(Source records)
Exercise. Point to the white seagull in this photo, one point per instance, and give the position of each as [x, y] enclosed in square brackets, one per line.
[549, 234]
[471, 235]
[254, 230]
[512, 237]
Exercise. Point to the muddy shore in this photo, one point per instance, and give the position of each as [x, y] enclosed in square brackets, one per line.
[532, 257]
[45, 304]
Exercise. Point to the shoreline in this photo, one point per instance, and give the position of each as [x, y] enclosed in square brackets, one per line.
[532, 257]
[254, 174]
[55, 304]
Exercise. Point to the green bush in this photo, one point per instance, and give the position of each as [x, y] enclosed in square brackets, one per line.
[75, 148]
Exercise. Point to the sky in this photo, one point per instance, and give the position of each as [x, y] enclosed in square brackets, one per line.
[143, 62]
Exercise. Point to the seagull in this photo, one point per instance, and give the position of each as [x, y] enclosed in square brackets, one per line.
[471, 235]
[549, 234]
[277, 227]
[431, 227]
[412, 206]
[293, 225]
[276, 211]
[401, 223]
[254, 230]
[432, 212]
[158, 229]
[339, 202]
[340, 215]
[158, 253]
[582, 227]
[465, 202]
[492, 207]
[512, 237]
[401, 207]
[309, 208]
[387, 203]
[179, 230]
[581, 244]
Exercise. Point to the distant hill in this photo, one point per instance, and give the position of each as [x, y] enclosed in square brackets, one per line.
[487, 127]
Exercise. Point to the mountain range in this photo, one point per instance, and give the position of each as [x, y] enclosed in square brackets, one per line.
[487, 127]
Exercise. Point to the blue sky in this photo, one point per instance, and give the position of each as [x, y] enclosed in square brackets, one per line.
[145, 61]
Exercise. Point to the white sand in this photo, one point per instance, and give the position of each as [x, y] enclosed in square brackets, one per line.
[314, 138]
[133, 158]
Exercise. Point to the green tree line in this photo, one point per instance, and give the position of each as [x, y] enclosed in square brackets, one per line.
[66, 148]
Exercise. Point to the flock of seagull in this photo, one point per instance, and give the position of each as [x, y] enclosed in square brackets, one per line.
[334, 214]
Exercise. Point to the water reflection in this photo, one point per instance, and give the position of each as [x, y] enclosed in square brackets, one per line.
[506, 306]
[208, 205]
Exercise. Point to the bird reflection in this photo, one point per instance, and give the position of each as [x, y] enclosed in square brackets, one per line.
* * *
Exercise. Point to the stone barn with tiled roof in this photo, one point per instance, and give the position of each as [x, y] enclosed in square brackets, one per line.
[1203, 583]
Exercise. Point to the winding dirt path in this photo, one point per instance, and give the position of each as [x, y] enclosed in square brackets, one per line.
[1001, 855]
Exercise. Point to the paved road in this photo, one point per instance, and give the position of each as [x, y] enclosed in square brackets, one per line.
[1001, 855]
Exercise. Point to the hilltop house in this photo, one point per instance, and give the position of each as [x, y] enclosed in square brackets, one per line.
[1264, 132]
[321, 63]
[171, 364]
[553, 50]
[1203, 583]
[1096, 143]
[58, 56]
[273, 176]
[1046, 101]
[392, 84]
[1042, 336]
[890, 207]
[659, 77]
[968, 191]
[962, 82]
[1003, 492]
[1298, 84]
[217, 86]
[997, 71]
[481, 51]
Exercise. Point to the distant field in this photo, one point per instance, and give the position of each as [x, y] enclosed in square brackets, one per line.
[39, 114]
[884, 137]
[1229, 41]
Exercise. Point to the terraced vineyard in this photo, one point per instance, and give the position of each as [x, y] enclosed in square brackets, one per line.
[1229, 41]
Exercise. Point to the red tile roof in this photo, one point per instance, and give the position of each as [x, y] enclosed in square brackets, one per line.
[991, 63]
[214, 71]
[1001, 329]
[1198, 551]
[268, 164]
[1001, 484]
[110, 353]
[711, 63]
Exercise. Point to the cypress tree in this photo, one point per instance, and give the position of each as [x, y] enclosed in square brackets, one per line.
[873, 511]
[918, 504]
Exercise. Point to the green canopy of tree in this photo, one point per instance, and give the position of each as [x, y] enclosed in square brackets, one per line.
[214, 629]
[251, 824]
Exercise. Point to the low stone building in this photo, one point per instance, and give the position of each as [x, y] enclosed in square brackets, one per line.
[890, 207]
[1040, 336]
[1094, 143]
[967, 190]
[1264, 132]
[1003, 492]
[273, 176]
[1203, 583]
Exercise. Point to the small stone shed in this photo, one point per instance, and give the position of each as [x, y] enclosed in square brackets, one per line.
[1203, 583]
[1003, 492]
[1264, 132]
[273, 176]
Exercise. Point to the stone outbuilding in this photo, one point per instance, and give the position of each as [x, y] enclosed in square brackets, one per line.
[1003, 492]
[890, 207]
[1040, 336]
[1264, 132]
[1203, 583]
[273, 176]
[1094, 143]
==
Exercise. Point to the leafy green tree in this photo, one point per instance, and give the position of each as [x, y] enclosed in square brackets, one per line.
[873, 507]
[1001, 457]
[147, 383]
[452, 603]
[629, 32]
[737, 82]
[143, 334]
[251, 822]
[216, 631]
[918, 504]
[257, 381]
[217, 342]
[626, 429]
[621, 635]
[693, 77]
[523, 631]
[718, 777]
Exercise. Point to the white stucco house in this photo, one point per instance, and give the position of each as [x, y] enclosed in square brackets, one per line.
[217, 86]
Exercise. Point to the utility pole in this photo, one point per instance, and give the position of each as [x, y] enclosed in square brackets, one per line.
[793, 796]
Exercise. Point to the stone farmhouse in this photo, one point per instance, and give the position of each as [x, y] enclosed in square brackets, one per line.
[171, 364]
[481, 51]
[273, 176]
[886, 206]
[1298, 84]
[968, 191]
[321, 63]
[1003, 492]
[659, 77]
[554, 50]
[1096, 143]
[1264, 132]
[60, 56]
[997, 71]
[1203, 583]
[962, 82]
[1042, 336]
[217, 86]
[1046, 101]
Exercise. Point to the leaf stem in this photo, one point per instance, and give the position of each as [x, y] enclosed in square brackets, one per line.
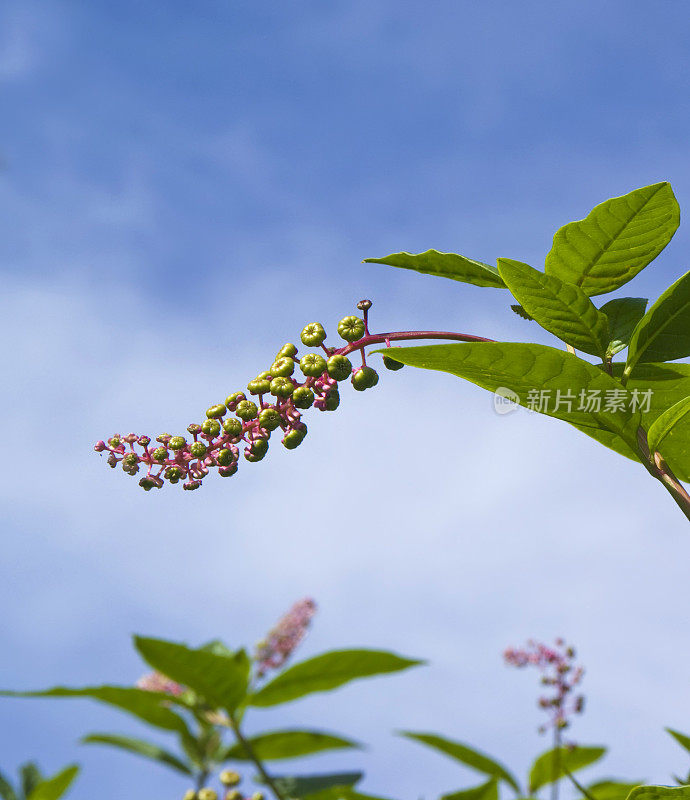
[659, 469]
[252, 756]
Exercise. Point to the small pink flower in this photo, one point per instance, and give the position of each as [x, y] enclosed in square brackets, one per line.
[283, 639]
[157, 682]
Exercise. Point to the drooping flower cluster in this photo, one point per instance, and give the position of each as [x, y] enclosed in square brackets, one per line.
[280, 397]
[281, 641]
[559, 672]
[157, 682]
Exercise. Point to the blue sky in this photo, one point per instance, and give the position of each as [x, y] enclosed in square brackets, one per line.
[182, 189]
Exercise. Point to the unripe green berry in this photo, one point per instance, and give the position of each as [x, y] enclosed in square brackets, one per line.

### AIM OF THE EXERCISE
In the entries above, restate word for word the lines between the one holding "Exercise. Point to the green tree" and the one holding "Exercise. Point to the bird", inclusive, and nothing besides.

### ANSWER TO THIS EXERCISE
Exercise. Point to the green tree line in this photo, one point per instance, and give the position of each as [x, y] enclosed in square brackets, one per line.
[66, 148]
Exercise. Point to the flock of seagull in this photo, one point per instance, and give the position of each as [x, y] enclosed in square brackets, one per line.
[334, 214]
Exercise. Point to the water reflection in this photo, one point per instance, and give the position of each as [x, y] enclosed in square brackets, one per line.
[506, 306]
[208, 205]
Exercise. Point to the bird reflection in this photo, one point per instance, and give the position of each as [x, y] enclosed in square brackets, one per line.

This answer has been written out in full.